Java多線程實現文件快速切分

TerriMabry 8年前發布 | 1K 次閱讀 Java

前段時間需要進行大批量數據導入,DBA給提供的是CVS文件,但是每個CVS文件都好幾個GB大小,直接進行load,數據庫很慢還會產生內存不足的問題,為了實現這個功能,寫了個快速切分文件的程序。
</div>

 

[Java]代碼    

import org.apache.log4j.LogManager;
import org.apache.log4j.Logger;

import java.io.*;
import java.util.*;
import java.util.concurrent.*;

public class FileSplitUtil {

    private final static Logger log = LogManager.getLogger(FileSplitUtil.class);
    private static final long originFileSize = 1024 * 1024 * 100;// 100M
    private static final int blockFileSize = 1024 * 1024 * 64;// 防止中文亂碼,必須取2的N次方
    /**
     * CVS文件分隔符
     */
    private static final char cvsSeparator = '^';
    public static  void  main(String args[]){
        long start = System.currentTimeMillis();
        try {
            String fileName = "D:\\csvtest\\aa.csv";
            File sourceFile = new File(fileName);
            if (sourceFile.length() >= originFileSize) {
                String cvsFileName = fileName.replaceAll("\\\\", "/");
                FileSplitUtil fileSplitUtil = new FileSplitUtil();
                List<String> parts=fileSplitUtil.splitBySize(cvsFileName, blockFileSize);
                for(String part:parts){
                    System.out.println("partName is:"+part);
                }
            }
            System.out.println("總文件長度"+sourceFile.length()+",拆分文件耗時:" + (System.currentTimeMillis() - start) + "ms.");
        }catch (Exception e){
            log.info(e.getStackTrace());
        }

    }



    /**
     * 拆分文件
     *
     * @param fileName 待拆分的完整文件名
     * @param byteSize 按多少字節大小拆分
     * @return 拆分后的文件名列表
     */
    public List<String> splitBySize(String fileName, int byteSize)

[源数据]
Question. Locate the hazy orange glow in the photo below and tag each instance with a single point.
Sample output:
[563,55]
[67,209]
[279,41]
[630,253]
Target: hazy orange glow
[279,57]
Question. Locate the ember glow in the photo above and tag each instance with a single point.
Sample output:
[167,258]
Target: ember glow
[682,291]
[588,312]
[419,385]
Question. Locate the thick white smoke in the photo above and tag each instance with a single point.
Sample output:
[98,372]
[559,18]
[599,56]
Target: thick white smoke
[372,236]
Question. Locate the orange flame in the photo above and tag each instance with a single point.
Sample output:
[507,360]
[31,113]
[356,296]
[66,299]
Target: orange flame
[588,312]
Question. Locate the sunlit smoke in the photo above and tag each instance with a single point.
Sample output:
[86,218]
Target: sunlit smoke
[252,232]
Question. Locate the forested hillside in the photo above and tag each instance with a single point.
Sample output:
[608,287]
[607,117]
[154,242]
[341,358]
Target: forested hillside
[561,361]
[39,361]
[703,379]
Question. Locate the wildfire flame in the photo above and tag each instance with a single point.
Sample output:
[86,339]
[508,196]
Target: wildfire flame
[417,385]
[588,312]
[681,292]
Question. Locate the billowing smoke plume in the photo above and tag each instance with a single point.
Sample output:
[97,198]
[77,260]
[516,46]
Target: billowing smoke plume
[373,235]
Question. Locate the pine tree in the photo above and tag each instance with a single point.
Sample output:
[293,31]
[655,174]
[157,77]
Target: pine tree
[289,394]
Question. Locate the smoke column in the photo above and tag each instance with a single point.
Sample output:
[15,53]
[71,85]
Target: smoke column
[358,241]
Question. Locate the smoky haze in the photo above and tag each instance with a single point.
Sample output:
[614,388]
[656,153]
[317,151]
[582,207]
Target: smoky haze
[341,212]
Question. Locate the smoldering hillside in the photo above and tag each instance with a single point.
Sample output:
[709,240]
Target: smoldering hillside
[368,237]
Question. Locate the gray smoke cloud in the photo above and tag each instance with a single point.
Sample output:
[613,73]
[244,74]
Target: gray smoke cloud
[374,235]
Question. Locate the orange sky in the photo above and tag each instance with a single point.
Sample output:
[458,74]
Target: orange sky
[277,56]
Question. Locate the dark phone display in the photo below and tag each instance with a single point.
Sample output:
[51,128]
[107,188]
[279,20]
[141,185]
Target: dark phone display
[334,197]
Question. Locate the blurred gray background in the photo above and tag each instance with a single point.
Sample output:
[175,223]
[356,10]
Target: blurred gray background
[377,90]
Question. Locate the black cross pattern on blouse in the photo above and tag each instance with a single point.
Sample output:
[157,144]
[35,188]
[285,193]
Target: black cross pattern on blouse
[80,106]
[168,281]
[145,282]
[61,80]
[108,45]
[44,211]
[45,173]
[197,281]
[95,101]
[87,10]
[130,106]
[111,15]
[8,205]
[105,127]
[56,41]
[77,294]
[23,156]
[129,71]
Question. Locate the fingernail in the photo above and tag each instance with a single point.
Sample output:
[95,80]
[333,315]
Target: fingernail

» **练习任务**:
A: 根据这篇讲 Java 多线程切分文件的文章，回答下面几个问题：
(i) DBA 提供的是什么文件？
(ii) 代码里 originFileSize 后面的注释写的是多大？
(iii) 代码中 CVS 文件的分隔符是哪个字符？
B: 找出记录中所有含有字符串 "sunlit" 的行，把这些行完整抄出来，大小写要一致才算。

» **参考答案**:
A:
(i) CVS 文件，每个都有好几个 GB 大。
(ii) 100M
(iii) '^'

B:
Question. Locate the sunlit smoke in the photo above and tag each instance with a single point.
Target: sunlit smoke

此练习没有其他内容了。